=== SEITENAUSZUG ===
★ ★ ★ ★

Wie oben schon gesagt: Es kommt auf die Situation an. Nur ein Schlauchi - und auch ein Festrumpfboot - können als Boot durchaus eine "C" im Schildchen führen. Trotzdem führt es bei einer 5 PS Motorisierung und Windstärke 6 - das bedeutet "C" in der Spitze  - zu einem unfahrbaren Boot. Dann bestimmen Wind und Wellen die Fahrtrichtung.
Für ne ablandige 4 an der 10m Linie vor Boltenhagen wird das sicher nicht unbedingt Probleme bringen. Sollte eben nur nicht mehr werden.
Petri


----------



## schl.wetterangler (29. März 2011)

*AW: Schlauchboot mit Kategorie C ???*



ulf schrieb:


> Hallo
> 
> Ich bin letztes Jahr auch bei den Schlauchis eingestiegen. Das Boot ist ein 3,6m Norisboat, gebraucht für 500 Euro und ein neuer 5PS Merkury für ca. 900 Euro. Nicht zu unterschätzen ist dann noch der ganze Kleinkram wie Schwimmweste, Anker, Signalmittel, Badeleiter (kein Witz, wenn Du mal über Bord gehen solltest bist Du froh über so eine "Einstiegshilfe"), Schöpfkelle, Slipräder, Rutenhalter und so weiter. Da läppern sich schnell auch nochmal 100 bei 200 Euro zusammen. Langer Rede kurzer Sinn, wenn Du auch bei den gebrauchten (China-)Booten schaust, könnte es mit deinem Budget hin kommen, bei "Alles neu", sehen ich da keine Chance.

★ ★ ★ ★

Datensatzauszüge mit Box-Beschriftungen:
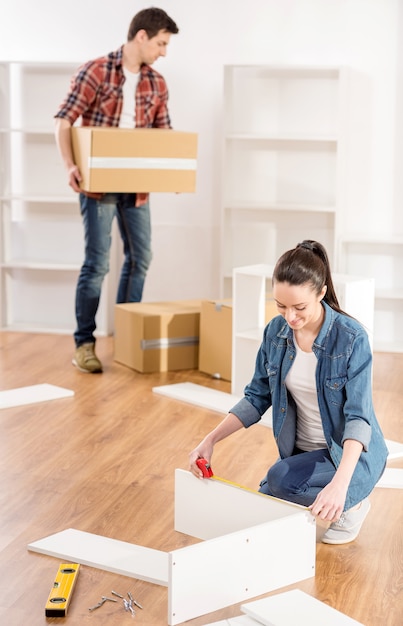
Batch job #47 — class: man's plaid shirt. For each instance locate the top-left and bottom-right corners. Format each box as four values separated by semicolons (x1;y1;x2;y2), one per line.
55;47;171;128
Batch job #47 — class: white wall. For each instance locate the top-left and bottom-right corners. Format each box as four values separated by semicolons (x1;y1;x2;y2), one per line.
0;0;403;300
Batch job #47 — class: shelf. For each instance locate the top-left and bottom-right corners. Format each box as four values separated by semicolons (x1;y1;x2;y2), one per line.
224;201;336;213
0;126;55;137
225;133;337;142
0;193;78;204
236;326;264;342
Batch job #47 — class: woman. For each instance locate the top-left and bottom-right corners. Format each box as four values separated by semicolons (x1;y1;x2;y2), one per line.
189;240;388;544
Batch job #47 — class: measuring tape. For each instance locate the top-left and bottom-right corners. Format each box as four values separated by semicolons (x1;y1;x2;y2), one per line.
196;459;264;496
45;563;80;617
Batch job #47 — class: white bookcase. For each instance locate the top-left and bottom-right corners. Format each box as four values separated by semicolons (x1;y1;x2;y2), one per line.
0;62;116;334
231;264;375;397
339;236;403;352
221;65;348;297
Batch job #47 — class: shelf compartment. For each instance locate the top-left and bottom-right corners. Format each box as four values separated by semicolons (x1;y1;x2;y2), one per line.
222;208;335;276
224;139;337;206
224;65;342;135
6;62;78;132
2;268;78;332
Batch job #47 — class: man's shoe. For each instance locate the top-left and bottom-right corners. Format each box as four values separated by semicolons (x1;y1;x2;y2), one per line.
322;498;371;544
73;343;102;374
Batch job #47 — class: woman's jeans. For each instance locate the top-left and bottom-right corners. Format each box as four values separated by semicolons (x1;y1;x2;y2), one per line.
259;449;336;506
74;193;152;346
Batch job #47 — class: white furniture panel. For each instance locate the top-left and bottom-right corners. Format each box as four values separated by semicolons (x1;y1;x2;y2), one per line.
28;469;316;626
241;589;364;626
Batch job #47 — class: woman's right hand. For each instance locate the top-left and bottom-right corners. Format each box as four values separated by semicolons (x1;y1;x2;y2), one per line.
189;442;213;478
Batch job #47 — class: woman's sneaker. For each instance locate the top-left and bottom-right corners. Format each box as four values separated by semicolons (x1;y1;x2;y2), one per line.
73;343;102;374
322;498;371;544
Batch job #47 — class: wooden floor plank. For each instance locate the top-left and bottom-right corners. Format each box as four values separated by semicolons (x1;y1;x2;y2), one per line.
0;332;403;626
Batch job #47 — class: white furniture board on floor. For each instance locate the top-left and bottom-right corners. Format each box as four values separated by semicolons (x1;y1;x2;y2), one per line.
174;469;310;540
0;383;74;409
241;589;364;626
28;528;168;586
153;383;240;414
153;383;272;428
385;439;403;461
204;615;262;626
376;467;403;489
153;383;403;460
28;469;316;626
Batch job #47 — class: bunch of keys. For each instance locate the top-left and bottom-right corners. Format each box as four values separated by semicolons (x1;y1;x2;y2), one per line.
88;591;143;617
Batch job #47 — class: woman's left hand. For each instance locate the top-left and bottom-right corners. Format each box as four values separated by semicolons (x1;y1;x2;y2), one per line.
309;481;347;522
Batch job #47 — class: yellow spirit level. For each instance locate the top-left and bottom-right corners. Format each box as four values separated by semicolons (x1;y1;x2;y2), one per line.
45;563;80;617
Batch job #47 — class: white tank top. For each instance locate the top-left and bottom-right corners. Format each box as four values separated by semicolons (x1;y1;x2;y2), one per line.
285;337;327;452
119;67;140;128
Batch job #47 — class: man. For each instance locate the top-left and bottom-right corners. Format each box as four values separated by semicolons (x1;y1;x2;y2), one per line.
55;7;179;373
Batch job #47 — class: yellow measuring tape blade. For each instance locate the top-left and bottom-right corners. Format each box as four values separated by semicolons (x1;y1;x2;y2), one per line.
45;563;80;617
210;474;266;496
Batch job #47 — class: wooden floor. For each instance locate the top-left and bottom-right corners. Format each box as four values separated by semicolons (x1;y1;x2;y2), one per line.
0;332;403;626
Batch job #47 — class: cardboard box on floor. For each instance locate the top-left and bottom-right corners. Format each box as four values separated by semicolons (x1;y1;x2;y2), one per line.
199;294;278;381
114;300;201;373
72;126;197;193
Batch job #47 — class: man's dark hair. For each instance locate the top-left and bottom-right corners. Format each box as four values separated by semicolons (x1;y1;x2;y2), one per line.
127;7;179;41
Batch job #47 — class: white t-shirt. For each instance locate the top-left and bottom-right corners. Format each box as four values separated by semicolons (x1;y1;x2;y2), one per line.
285;337;327;452
119;67;140;128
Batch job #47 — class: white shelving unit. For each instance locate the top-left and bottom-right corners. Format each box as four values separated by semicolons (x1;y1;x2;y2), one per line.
231;264;375;397
221;65;348;297
339;236;403;352
0;62;118;334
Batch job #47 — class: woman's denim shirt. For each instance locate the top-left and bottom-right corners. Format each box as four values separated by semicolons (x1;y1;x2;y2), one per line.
230;301;388;509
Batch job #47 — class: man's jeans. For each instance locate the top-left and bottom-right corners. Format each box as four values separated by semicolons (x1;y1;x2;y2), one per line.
259;449;336;506
74;193;152;346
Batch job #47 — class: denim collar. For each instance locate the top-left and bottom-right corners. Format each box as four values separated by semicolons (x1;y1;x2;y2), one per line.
277;300;336;350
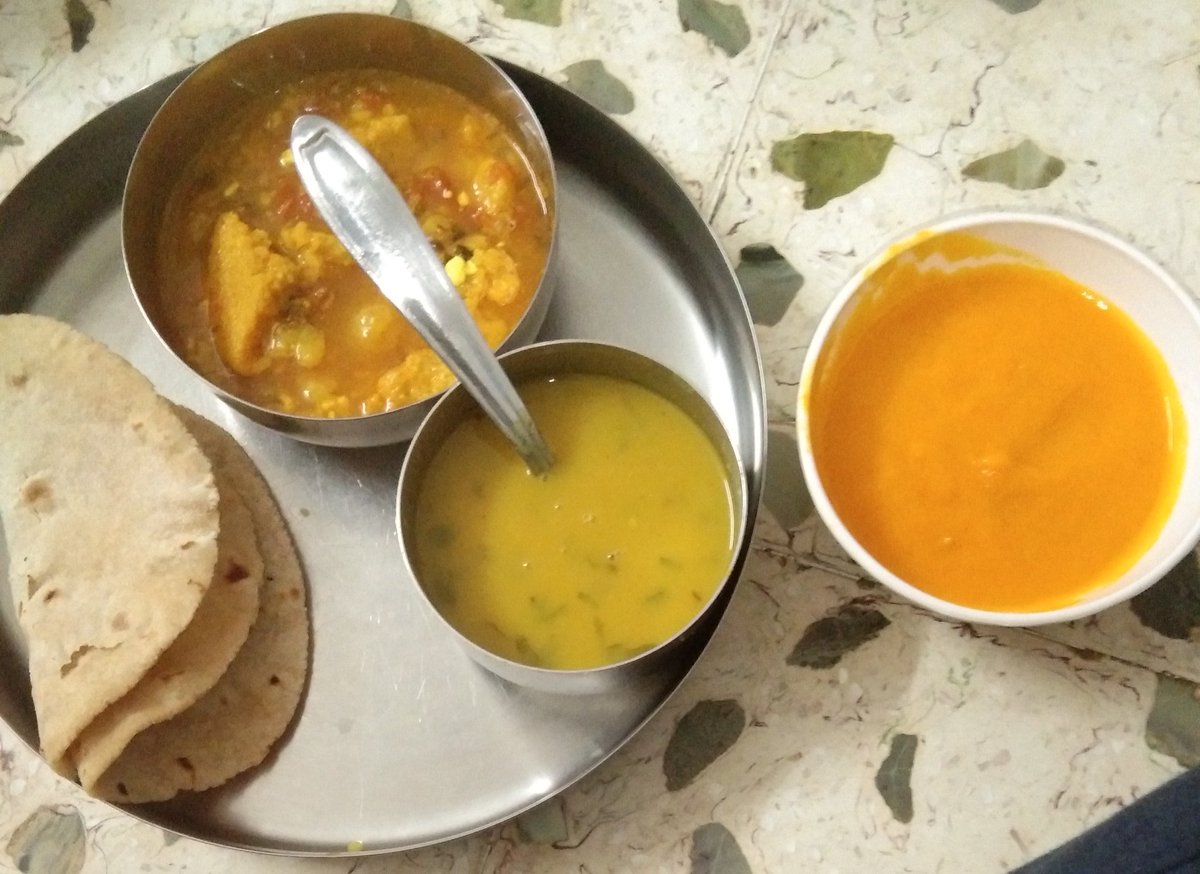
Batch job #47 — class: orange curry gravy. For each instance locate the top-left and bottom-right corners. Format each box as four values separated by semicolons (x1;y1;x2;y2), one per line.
160;70;552;417
806;234;1187;612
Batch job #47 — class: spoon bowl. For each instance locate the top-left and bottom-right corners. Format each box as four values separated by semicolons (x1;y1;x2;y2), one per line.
292;115;551;474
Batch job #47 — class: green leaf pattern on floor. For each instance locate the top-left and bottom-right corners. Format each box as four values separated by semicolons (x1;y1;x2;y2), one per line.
875;735;918;822
517;796;569;844
563;59;635;115
762;427;814;529
1146;676;1200;768
5;807;88;874
770;131;895;209
64;0;96;52
962;139;1067;191
499;0;563;28
787;601;892;669
736;243;804;327
679;0;750;58
691;822;750;874
662;699;746;792
1129;552;1200;640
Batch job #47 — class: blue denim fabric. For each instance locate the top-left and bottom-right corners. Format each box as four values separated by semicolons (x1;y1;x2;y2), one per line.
1012;768;1200;874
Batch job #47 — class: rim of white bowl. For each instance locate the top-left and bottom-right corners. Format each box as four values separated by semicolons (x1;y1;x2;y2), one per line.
796;206;1200;628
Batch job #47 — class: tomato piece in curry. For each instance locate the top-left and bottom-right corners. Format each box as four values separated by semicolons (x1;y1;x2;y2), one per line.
158;70;552;417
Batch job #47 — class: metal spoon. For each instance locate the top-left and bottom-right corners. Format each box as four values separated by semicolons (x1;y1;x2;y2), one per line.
292;115;553;475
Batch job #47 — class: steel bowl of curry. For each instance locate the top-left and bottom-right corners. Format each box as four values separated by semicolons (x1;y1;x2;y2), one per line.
396;340;748;694
122;13;557;445
797;210;1200;625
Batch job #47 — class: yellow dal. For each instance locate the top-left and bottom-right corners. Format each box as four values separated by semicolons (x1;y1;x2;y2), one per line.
414;373;736;669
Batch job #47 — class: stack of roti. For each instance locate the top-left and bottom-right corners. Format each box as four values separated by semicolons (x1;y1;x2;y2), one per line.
0;315;310;803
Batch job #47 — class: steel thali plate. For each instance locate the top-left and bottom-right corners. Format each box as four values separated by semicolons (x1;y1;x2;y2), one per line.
0;65;766;856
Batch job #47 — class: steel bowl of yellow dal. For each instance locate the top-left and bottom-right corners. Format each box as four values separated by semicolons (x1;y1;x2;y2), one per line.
121;13;557;445
397;340;748;693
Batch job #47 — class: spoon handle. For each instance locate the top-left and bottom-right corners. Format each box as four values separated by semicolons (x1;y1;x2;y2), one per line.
292;115;553;474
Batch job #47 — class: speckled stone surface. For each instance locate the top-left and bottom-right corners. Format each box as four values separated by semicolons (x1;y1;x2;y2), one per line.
0;0;1200;874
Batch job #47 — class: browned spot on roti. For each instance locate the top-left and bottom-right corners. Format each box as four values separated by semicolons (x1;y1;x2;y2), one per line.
59;643;96;677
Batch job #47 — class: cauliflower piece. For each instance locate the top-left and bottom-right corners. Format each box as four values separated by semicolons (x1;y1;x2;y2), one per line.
461;249;521;309
367;348;454;409
346;111;416;179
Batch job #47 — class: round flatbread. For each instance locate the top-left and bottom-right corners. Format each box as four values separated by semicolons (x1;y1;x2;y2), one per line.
68;407;263;786
0;313;218;770
91;405;310;803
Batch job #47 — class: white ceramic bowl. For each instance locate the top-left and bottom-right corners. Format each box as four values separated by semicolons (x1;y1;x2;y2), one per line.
796;210;1200;625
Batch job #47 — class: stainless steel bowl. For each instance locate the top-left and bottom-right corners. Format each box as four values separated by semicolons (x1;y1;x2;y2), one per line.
121;13;558;447
396;340;748;694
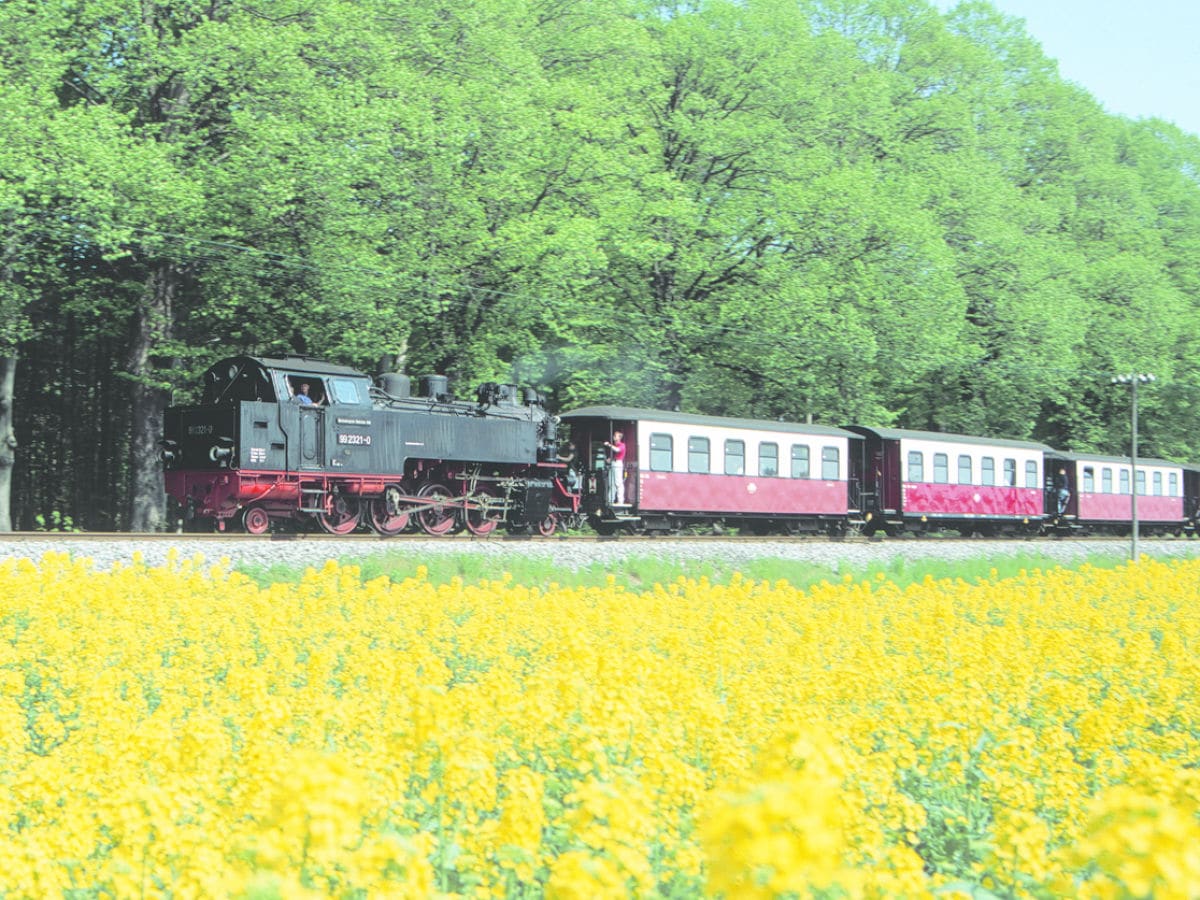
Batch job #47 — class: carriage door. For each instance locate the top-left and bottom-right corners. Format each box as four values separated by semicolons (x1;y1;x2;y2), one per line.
300;407;325;469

★ ★ ★ ★

=== AUFGABEN ===
- a) Prüfe, ob die folgenden Aussagen zum Seitenauszug passen: (i) Das 3,6-m-Norisboat wurde gebraucht für 500 Euro gekauft. (ii) Der 5-PS-Motor wurde gebraucht gekauft. (iii) Bei einer ablandigen 4 vor Boltenhagen ist mit großen Problemen zu rechnen. Antworte jeweils mit Ja oder Nein und zitiere die entscheidenden Worte wörtlich.
- b) Gib alles aus dem Seitenauszug von „Wie oben schon“ bis hinunter zu „(29. März 2011)“ unverändert wieder.
- c) Erkläre bitte in ein bis drei Sätzen, warum laut Seitenauszug eine Badeleiter zur Ausrüstung gehören sollte.

=== ANTWORTEN ===
- a)
(i) Ja: „Das Boot ist ein 3,6m Norisboat, gebraucht für 500 Euro“
(ii) Nein: „ein neuer 5PS Merkury für ca. 900 Euro“
(iii) Nein: „wird das sicher nicht unbedingt Probleme bringen“

- b)
Wie oben schon gesagt: Es kommt auf die Situation an. Nur ein Schlauchi - und auch ein Festrumpfboot - können als Boot durchaus eine "C" im Schildchen führen. Trotzdem führt es bei einer 5 PS Motorisierung und Windstärke 6 - das bedeutet "C" in der Spitze  - zu einem unfahrbaren Boot. Dann bestimmen Wind und Wellen die Fahrtrichtung.
Für ne ablandige 4 an der 10m Linie vor Boltenhagen wird das sicher nicht unbedingt Probleme bringen. Sollte eben nur nicht mehr werden.
Petri


----------



## schl.wetterangler (29. März 2011)

- c) Die Badeleiter dient als Einstiegshilfe. Wer einmal über Bord geht, ist froh, eine solche Hilfe zu haben.